### Exercise objective
Reproduce, without any change, the part of the listing below that opens with its first line and closes with the line containing "column 336, row 142", including both of those lines.

### Dataset excerpt
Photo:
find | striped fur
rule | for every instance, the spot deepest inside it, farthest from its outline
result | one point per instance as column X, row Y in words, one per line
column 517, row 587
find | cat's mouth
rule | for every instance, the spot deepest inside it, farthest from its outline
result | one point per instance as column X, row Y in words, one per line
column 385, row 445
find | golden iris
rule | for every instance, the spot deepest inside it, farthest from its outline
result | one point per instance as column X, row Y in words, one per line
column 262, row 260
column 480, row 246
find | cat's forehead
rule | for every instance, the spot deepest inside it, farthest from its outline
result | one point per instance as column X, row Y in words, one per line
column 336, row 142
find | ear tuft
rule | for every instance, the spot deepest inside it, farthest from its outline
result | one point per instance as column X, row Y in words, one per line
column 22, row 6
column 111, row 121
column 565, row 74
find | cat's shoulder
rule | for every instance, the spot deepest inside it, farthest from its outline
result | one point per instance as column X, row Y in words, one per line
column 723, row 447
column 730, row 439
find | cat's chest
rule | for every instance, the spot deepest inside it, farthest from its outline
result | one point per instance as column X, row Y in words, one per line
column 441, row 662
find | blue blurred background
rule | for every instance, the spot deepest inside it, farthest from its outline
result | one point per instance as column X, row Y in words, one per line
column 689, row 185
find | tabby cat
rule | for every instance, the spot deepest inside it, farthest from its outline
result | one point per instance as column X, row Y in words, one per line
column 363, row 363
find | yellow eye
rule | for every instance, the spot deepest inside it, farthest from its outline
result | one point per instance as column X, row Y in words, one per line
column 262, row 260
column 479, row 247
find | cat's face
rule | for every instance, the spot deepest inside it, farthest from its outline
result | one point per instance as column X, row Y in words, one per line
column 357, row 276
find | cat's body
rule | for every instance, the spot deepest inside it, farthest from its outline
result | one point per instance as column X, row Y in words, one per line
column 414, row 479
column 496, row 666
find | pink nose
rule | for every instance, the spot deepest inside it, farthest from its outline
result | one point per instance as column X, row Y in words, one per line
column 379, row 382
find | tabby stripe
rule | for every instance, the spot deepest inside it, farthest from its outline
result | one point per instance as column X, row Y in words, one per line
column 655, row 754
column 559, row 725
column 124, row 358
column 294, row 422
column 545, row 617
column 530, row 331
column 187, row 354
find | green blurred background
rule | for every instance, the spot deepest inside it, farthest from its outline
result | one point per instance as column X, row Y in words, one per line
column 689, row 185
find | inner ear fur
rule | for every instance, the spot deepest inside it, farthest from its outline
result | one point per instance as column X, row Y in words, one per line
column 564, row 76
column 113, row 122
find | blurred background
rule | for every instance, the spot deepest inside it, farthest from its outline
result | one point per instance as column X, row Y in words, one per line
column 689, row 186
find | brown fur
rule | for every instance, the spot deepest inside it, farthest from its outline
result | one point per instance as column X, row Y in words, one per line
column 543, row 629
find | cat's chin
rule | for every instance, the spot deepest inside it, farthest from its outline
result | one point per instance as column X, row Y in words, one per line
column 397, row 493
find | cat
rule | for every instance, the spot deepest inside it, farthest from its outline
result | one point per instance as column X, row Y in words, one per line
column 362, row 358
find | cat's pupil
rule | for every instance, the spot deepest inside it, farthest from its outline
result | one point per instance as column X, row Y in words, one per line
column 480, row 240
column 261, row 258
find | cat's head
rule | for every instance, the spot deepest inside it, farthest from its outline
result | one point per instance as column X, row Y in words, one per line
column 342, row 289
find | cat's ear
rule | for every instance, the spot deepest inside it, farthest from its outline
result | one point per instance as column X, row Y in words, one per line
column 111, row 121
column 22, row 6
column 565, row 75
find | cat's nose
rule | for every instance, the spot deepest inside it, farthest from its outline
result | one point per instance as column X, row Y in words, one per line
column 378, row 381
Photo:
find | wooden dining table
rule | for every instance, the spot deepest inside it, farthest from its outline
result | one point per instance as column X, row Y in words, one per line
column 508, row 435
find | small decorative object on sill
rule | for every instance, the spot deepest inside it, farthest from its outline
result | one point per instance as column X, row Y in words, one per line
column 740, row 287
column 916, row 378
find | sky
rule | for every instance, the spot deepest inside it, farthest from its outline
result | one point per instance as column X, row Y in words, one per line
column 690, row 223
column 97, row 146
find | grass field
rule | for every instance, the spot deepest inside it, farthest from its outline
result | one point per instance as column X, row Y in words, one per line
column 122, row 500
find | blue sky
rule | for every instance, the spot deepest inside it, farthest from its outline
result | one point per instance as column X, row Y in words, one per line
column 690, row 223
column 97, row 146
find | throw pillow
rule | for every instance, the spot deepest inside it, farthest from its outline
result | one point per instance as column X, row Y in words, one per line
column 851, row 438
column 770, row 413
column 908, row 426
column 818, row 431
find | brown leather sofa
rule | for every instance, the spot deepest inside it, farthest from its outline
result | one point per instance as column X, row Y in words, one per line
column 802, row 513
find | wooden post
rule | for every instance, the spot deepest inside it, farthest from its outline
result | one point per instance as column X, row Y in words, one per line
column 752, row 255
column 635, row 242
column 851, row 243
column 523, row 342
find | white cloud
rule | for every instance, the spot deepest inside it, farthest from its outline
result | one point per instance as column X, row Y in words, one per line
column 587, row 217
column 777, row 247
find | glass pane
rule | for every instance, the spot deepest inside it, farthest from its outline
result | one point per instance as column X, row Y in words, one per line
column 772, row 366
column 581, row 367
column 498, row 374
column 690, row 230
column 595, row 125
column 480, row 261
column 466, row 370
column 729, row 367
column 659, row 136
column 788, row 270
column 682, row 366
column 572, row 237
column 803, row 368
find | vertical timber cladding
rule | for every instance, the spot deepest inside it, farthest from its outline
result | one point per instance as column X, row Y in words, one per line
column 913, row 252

### Task result
Photo:
find | striped fur
rule | for every instance, the spot deepest inside it, farthest from its outline
result | one point per instance as column X, row Y in words, one per line
column 517, row 587
find | cat's mouth
rule | for every instance, the spot deepest inside it, farthest from its outline
result | one point per instance as column X, row Y in words, one per line
column 385, row 445
find | golden iris
rule | for every instance, the spot deepest inside it, farthest from its outline
result | one point per instance as column X, row Y in words, one per line
column 262, row 260
column 480, row 246
find | cat's forehead
rule | for every instance, the spot deepest inside it, farthest from its outline
result | one point per instance as column X, row Y in words, one per line
column 336, row 142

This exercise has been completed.